It is also urged that the court committed error in its rulings affecting the argument of counsel to the jury. The record discloses that upon the conclusion of the evidence one of the attorneys for the plaintiff made an argument to the jury. The record does not disclose the length of this argument, nor does it disclose whether or not it was a full and fair presentation of the plaintiff's case. It then appears that the defendant waived argument and objected to further argument by the plaintiff, but the court, over this objection, permitted another attorney for the plaintiff to make a concluding argument. After this argument *674 had been made, the defendant moved the court to withdraw it from the consideration of the jury, and this motion was overruled. It is claimed by the defendant that this constitutes error, while the position of the plaintiff is that it is a matter within the discretion of the trial court, and not subject to review here. We have made a careful search for the authorities on this subject, and an examination of them may enable us to lay down a rule of general application in such cases. In Tyre v. Morris, 5 Har. (Del.) 3, it is said in the syllabus:

"After testimony closed and the case opened by the plaintiff's counsel, if the defendant's counsel submit without argument, the plaintiff is not entitled to a further hearing before the jury."

------------------------------

Given exercise 1 ▸ Reproduce the court opinion excerpt on counsel's closing argument word for word.

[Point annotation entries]

------------------------------

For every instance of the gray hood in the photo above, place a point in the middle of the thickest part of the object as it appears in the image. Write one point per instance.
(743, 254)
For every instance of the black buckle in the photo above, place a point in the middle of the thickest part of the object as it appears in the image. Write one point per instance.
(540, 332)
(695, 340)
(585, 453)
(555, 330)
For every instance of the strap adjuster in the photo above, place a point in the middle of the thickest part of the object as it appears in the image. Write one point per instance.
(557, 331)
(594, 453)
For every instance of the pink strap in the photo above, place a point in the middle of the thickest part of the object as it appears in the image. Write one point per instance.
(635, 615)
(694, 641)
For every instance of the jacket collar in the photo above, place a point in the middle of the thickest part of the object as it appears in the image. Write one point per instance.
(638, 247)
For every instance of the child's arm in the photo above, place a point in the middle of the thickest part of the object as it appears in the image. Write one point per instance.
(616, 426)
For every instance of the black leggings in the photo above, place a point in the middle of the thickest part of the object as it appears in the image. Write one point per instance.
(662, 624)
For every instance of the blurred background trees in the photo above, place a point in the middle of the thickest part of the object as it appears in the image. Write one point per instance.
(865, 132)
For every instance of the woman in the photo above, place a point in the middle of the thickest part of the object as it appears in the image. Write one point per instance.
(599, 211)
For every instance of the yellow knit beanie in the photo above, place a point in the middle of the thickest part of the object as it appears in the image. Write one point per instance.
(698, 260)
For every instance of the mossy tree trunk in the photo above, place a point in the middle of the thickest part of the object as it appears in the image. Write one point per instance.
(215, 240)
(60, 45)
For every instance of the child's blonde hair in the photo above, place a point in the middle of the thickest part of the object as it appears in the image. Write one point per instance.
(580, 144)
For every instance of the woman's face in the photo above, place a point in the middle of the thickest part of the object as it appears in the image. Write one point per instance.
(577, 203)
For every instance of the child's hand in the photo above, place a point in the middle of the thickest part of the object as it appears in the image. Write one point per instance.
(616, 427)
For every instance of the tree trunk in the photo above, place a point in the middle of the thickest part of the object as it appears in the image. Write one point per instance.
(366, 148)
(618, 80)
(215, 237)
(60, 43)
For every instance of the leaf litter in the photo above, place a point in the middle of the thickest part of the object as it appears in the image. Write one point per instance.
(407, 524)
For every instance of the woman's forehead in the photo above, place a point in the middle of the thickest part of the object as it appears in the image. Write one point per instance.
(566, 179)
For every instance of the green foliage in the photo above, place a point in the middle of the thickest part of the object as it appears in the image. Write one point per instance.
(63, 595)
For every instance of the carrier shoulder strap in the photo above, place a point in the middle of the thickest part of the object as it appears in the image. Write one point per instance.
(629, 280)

------------------------------

Given exercise 2 ▸ Rewrite the entries starting at the line that contains "For every instance of the child's hand" and continuing through the last entry, replacing "thickest part" with "widest part" and changing nothing else. Return only those lines.

Right answer 1 ▸
It is also urged that the court committed error in its rulings affecting the argument of counsel to the jury. The record discloses that upon the conclusion of the evidence one of the attorneys for the plaintiff made an argument to the jury. The record does not disclose the length of this argument, nor does it disclose whether or not it was a full and fair presentation of the plaintiff's case. It then appears that the defendant waived argument and objected to further argument by the plaintiff, but the court, over this objection, permitted another attorney for the plaintiff to make a concluding argument. After this argument *674 had been made, the defendant moved the court to withdraw it from the consideration of the jury, and this motion was overruled. It is claimed by the defendant that this constitutes error, while the position of the plaintiff is that it is a matter within the discretion of the trial court, and not subject to review here. We have made a careful search for the authorities on this subject, and an examination of them may enable us to lay down a rule of general application in such cases. In Tyre v. Morris, 5 Har. (Del.) 3, it is said in the syllabus:

"After testimony closed and the case opened by the plaintiff's counsel, if the defendant's counsel submit without argument, the plaintiff is not entitled to a further hearing before the jury."

Right answer 2 ▸
For every instance of the child's hand in the photo above, place a point in the middle of the widest part of the object as it appears in the image. Write one point per instance.
(616, 427)
For every instance of the tree trunk in the photo above, place a point in the middle of the widest part of the object as it appears in the image. Write one point per instance.
(366, 148)
(618, 80)
(215, 237)
(60, 43)
For every instance of the leaf litter in the photo above, place a point in the middle of the widest part of the object as it appears in the image. Write one point per instance.
(407, 524)
For every instance of the woman's forehead in the photo above, place a point in the middle of the widest part of the object as it appears in the image. Write one point per instance.
(566, 179)
For every instance of the green foliage in the photo above, place a point in the middle of the widest part of the object as it appears in the image. Write one point per instance.
(63, 595)
For every instance of the carrier shoulder strap in the photo above, place a point in the middle of the widest part of the object as it appears in the image. Write one point per instance.
(629, 280)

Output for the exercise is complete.